Data records:
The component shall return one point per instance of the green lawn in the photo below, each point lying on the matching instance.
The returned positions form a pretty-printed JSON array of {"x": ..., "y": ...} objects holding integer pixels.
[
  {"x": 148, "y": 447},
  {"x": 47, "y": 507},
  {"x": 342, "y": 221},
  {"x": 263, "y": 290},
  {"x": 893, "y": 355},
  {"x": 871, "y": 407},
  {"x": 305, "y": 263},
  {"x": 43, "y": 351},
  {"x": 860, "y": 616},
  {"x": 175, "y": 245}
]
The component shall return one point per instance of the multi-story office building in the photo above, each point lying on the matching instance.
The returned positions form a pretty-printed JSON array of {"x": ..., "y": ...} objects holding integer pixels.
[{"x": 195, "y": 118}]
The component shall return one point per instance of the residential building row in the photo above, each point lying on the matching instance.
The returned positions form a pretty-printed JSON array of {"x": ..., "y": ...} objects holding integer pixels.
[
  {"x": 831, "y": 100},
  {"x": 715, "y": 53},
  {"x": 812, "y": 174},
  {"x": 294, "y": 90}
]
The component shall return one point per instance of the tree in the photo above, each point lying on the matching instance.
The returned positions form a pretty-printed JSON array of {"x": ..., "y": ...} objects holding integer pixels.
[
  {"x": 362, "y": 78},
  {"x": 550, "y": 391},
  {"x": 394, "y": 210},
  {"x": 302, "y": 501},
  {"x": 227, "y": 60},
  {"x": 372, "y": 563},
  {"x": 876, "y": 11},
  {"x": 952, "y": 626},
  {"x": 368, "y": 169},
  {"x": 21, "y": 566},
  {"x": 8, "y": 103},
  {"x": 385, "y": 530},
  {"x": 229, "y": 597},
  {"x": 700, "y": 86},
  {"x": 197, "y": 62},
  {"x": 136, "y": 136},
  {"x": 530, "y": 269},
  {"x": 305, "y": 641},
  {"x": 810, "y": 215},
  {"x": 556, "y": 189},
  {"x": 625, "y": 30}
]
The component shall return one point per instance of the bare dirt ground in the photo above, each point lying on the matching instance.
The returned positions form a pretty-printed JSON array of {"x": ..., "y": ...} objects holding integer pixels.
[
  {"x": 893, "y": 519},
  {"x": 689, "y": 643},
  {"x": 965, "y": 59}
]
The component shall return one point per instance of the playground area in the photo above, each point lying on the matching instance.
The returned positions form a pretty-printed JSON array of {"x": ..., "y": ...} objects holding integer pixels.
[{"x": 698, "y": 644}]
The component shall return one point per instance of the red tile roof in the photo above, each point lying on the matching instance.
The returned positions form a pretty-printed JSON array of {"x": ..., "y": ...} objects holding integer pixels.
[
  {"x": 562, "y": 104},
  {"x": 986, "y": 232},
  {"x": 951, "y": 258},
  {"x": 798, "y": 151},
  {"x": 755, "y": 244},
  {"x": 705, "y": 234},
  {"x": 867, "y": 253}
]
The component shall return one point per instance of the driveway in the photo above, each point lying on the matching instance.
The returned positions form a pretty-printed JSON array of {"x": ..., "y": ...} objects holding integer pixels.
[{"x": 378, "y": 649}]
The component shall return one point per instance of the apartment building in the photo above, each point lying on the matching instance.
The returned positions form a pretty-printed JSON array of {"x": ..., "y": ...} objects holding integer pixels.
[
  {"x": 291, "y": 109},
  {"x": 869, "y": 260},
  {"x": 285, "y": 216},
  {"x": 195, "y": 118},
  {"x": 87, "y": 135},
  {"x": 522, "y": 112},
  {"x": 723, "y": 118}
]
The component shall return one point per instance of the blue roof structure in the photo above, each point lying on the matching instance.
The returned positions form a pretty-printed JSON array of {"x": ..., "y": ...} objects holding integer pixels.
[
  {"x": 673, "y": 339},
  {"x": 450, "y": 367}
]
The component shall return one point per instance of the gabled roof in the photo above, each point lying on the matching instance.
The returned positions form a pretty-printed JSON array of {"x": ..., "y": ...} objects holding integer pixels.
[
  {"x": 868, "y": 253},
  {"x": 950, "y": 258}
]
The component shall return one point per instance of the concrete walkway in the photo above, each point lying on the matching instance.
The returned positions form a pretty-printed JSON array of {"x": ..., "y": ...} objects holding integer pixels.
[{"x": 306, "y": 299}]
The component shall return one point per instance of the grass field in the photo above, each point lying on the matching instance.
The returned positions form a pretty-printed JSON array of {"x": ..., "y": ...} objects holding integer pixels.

Activity: Which lines in the records above hold the string "building"? Copy each of them.

Final answer:
The component shall return one point per instance of the multi-story office building in the photo above, each point lying on the matching instance.
The component shall return one point per instance of the residential building row in the photo above, each point lying on the matching instance.
The component shall return one point per instance of the apartment building in the photo above, each point lying on the matching instance.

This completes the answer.